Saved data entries
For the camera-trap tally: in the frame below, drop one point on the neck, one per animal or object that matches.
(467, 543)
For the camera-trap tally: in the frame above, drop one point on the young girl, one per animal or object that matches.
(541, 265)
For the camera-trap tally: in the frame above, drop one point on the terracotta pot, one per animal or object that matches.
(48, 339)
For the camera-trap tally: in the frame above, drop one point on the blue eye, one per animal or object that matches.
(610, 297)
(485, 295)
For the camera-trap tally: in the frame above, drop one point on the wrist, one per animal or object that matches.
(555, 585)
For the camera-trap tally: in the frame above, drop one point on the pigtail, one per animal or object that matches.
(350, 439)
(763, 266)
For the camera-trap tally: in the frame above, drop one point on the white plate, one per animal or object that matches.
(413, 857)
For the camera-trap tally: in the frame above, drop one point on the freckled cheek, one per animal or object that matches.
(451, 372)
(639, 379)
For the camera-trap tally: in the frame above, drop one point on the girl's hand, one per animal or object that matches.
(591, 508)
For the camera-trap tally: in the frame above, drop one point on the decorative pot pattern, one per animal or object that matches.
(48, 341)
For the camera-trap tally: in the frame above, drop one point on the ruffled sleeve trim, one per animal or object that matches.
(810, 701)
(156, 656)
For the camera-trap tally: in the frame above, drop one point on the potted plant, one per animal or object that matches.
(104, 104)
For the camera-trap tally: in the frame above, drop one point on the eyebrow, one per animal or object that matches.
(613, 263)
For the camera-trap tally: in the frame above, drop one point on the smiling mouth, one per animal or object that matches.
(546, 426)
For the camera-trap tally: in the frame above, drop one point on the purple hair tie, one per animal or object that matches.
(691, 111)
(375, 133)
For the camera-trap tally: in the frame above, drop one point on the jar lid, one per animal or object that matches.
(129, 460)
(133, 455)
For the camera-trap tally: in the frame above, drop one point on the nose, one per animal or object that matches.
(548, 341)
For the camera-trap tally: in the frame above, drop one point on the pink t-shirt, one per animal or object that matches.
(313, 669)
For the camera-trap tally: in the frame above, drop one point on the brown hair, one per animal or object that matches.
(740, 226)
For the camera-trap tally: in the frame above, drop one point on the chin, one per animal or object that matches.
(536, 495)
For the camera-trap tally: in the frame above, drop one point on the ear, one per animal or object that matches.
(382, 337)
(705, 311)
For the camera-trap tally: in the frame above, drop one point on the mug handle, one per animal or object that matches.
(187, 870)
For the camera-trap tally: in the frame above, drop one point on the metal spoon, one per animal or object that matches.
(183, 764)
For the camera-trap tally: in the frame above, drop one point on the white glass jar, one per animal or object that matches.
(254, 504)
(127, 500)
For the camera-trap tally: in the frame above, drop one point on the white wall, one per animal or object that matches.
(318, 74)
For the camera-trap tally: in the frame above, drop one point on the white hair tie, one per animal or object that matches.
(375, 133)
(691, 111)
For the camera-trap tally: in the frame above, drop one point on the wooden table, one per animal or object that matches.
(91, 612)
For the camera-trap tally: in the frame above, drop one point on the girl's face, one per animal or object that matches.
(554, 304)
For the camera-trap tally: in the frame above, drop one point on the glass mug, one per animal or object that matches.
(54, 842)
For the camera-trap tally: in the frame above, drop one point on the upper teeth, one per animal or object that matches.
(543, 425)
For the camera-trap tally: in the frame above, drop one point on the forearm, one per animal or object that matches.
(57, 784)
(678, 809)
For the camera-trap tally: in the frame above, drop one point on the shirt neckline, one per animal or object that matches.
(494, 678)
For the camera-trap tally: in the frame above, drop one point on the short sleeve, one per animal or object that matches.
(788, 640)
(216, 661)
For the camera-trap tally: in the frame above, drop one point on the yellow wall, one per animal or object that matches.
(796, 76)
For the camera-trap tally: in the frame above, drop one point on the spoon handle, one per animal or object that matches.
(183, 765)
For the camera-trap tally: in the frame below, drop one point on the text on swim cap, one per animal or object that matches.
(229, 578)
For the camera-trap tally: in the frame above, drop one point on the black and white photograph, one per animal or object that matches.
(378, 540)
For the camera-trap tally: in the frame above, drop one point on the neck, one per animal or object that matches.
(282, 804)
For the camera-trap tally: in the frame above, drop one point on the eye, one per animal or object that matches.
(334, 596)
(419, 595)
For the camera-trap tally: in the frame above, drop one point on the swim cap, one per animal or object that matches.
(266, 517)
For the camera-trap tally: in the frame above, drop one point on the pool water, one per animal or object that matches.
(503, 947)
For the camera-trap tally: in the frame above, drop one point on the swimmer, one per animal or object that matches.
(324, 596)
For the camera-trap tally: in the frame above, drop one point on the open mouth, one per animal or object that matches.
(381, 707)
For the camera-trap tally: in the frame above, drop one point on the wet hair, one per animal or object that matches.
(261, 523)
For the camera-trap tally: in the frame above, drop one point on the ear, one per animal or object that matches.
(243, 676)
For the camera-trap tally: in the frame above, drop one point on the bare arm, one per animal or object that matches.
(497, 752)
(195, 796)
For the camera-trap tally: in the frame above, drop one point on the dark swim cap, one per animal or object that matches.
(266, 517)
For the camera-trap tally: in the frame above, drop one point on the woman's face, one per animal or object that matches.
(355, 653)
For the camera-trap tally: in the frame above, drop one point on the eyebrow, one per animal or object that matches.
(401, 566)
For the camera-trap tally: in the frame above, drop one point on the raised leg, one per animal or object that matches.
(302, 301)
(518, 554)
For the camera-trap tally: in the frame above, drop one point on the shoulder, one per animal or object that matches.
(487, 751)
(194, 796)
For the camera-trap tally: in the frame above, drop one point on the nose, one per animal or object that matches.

Directions for this task - What is needed is a word-for-word restatement of every line from the one with "leg, one per animal or object that matches." to the end of the entries above.

Reply -
For the camera-trap tally: in the frame above, drop one point on the raised leg, one per animal or object that matches.
(302, 301)
(518, 554)
For the camera-trap tally: in the frame above, drop one point on the shoulder, one per animal or object that matches.
(487, 751)
(194, 796)
For the camera-trap tally: in the frame above, drop one point on the nose, one per animal or object that matches.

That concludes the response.